- [To do]: Beneath this instruction is a block of data; output from it exactly the lines that run from the one containing "column 340, row 359" through the one containing "column 82, row 254", inclusive.

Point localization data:
· · · · · · ·
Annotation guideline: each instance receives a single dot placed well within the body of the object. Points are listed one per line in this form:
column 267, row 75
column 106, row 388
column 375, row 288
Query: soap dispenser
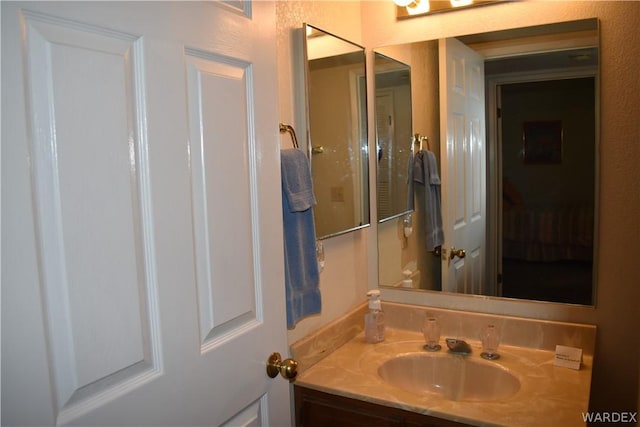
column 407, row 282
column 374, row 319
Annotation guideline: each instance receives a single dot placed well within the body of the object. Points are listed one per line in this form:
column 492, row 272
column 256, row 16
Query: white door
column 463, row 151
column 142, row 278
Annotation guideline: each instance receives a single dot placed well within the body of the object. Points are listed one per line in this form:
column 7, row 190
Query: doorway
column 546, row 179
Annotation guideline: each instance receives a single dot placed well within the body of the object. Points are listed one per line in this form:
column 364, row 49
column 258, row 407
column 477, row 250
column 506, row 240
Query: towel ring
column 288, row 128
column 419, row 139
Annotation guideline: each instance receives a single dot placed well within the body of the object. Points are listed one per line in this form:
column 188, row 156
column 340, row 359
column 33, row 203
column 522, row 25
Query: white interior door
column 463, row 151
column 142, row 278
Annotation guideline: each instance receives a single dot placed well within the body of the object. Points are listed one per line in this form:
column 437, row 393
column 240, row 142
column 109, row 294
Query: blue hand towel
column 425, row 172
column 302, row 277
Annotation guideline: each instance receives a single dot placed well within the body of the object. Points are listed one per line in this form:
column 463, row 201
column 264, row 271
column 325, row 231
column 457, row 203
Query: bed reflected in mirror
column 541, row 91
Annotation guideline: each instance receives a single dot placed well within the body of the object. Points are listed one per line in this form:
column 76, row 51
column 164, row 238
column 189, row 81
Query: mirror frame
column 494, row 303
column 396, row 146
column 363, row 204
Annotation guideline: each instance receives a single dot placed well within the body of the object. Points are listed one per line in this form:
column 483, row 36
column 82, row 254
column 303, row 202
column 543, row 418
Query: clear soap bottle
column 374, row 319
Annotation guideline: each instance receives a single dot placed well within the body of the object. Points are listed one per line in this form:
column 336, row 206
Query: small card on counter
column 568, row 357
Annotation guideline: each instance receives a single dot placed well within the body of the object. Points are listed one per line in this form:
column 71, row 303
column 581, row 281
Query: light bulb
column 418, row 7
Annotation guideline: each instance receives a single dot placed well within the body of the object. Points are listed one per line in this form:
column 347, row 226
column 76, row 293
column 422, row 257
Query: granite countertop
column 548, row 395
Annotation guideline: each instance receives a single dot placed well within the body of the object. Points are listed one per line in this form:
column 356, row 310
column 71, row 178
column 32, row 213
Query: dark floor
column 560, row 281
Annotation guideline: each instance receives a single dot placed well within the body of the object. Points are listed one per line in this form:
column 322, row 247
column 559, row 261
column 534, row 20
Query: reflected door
· · · · · · ·
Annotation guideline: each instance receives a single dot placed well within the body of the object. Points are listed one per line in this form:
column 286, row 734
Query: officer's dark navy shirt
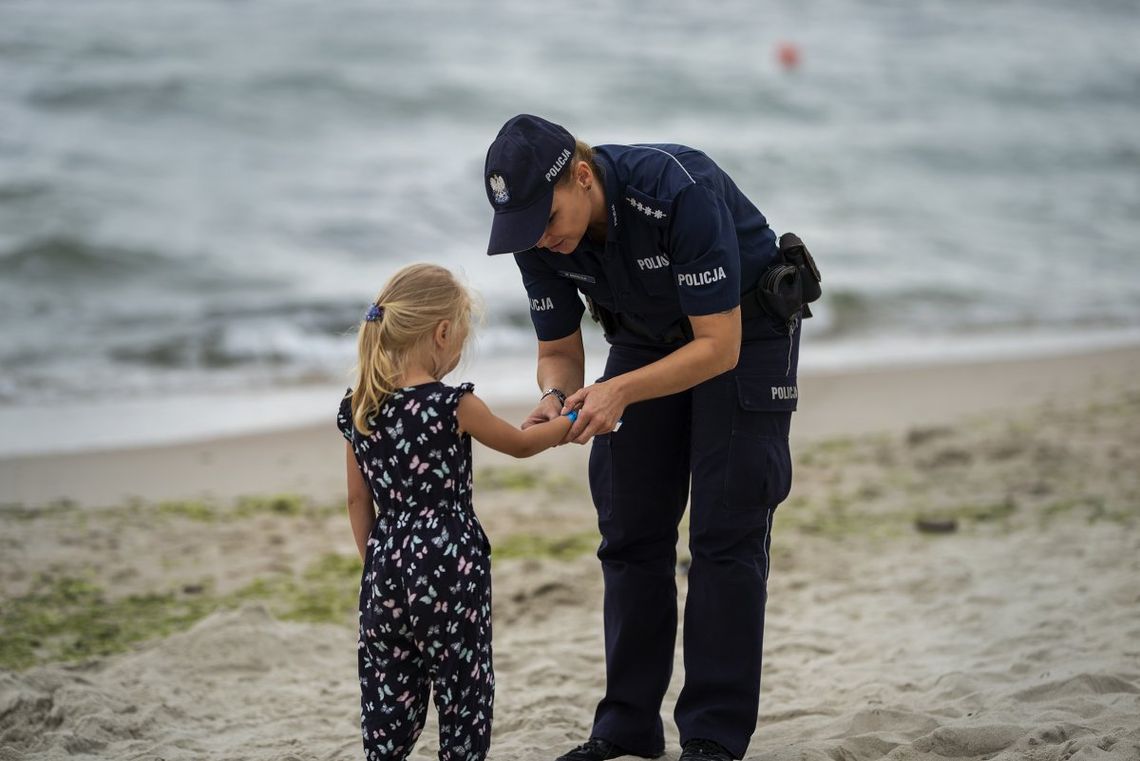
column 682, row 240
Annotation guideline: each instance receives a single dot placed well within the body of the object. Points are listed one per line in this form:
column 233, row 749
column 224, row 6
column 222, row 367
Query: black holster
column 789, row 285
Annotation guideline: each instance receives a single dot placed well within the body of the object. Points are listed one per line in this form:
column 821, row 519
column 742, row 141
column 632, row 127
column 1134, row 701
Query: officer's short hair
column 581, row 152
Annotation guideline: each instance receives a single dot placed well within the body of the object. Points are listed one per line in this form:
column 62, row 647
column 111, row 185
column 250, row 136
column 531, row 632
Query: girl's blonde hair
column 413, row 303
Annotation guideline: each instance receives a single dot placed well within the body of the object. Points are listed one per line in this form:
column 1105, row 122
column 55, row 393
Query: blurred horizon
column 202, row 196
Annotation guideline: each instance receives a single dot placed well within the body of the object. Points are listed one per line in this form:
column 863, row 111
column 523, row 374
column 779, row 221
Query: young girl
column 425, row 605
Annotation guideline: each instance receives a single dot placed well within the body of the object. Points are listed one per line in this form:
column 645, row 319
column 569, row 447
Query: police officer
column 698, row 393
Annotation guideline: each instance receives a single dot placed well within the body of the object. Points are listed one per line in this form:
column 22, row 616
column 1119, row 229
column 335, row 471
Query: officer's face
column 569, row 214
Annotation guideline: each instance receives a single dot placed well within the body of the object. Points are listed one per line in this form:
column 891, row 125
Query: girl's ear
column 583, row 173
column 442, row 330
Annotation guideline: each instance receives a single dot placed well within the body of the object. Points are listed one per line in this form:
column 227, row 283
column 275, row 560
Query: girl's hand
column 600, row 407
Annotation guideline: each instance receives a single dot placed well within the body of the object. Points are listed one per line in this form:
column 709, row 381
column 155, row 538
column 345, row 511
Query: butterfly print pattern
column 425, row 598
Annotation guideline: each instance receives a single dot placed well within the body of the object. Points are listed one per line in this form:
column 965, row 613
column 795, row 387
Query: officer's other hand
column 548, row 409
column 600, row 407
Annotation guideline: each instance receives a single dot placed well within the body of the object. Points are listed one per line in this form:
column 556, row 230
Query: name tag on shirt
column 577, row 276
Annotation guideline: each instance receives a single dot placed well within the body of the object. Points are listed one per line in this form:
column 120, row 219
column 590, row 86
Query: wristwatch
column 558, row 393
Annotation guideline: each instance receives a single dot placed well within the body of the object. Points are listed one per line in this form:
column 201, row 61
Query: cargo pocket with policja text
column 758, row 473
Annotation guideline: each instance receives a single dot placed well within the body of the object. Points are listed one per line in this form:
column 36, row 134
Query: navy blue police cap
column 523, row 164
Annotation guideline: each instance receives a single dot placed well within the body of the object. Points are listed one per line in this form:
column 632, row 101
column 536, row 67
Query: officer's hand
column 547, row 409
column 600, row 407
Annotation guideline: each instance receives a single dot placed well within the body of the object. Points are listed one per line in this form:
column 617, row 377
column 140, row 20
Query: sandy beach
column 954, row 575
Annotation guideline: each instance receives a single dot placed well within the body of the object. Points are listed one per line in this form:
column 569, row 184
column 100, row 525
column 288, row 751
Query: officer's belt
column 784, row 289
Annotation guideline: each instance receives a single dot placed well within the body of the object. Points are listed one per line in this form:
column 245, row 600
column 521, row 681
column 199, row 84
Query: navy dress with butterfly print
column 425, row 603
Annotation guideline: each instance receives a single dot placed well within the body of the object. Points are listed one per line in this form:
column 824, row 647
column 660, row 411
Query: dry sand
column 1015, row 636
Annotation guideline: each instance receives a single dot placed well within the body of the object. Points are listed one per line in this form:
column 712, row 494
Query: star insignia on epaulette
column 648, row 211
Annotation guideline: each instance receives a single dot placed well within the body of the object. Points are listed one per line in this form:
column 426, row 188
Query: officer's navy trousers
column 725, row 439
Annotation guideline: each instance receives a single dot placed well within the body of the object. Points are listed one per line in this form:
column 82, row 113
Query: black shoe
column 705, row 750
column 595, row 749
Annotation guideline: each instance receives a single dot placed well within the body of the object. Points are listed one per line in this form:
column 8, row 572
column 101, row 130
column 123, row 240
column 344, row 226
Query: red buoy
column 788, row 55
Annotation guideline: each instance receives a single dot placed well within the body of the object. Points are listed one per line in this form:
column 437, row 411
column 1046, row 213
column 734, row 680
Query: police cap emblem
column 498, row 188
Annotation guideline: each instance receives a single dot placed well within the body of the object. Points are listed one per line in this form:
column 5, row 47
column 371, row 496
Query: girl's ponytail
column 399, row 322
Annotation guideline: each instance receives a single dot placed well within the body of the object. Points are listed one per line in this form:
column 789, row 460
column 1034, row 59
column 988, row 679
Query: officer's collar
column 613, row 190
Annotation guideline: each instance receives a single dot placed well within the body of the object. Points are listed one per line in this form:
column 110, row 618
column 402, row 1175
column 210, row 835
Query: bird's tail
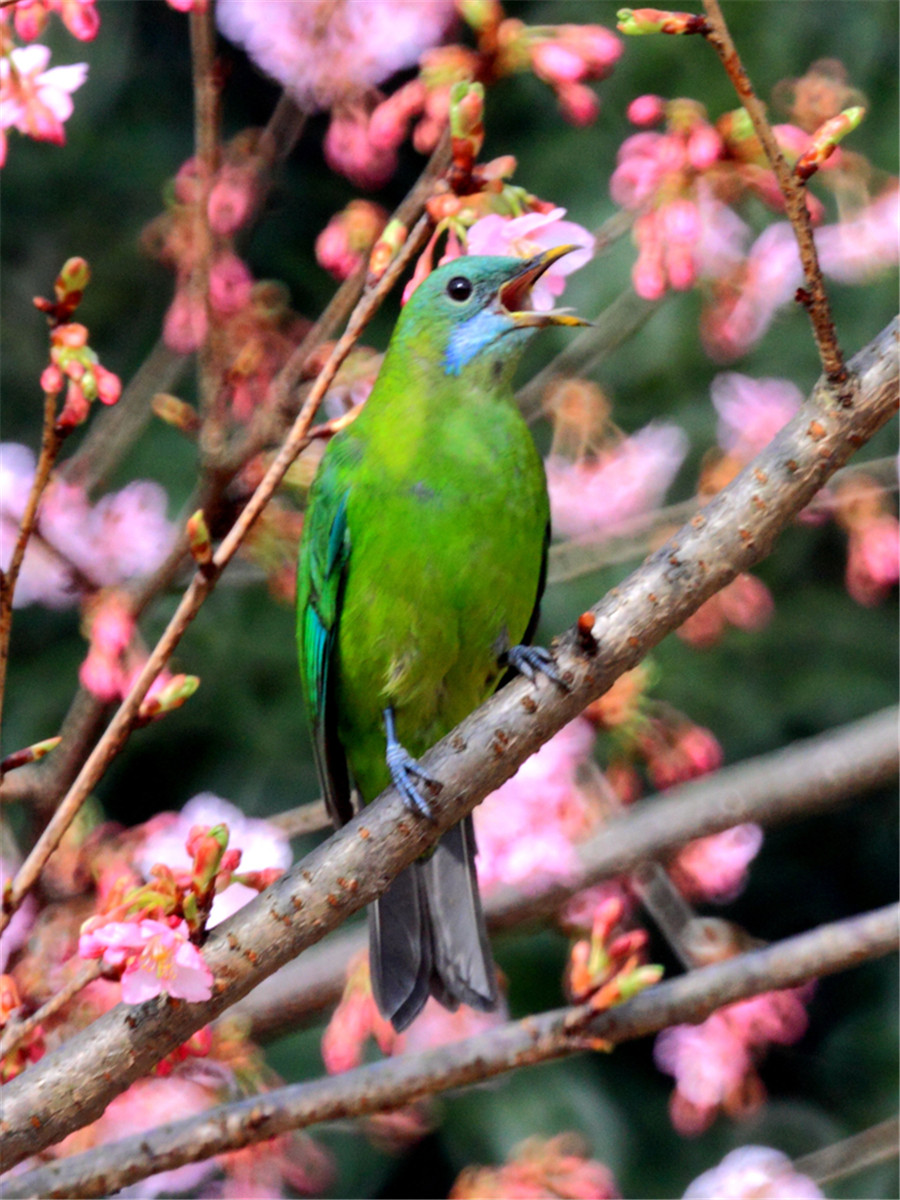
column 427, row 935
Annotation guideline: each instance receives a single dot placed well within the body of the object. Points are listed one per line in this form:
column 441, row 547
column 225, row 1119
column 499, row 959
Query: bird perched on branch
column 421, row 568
· · · · · · ·
- [Solved exercise]:
column 340, row 359
column 33, row 203
column 522, row 25
Query: white interior door
column 463, row 151
column 142, row 278
Annotation guideline: each instance receives a single dot placed well within the body of the object. Points are listed one per line in this form:
column 437, row 393
column 240, row 142
column 109, row 294
Query: blue hand towel
column 425, row 172
column 302, row 277
Annotation guideline: each instance receives a single dot placed well within the body of the object. Points are listed one per line in this form:
column 463, row 201
column 264, row 271
column 325, row 231
column 457, row 203
Query: bed reflected in mirror
column 541, row 91
Annotation guideline: each instance receives a single dot placed well within the body of the object. Points are listed one per line in this form:
column 76, row 51
column 164, row 238
column 189, row 81
Query: mirror frame
column 494, row 303
column 396, row 146
column 363, row 204
Annotation guideline: each instance receives a single dot placed well within the body of the object. Points are listed one per line in this form:
column 483, row 36
column 82, row 254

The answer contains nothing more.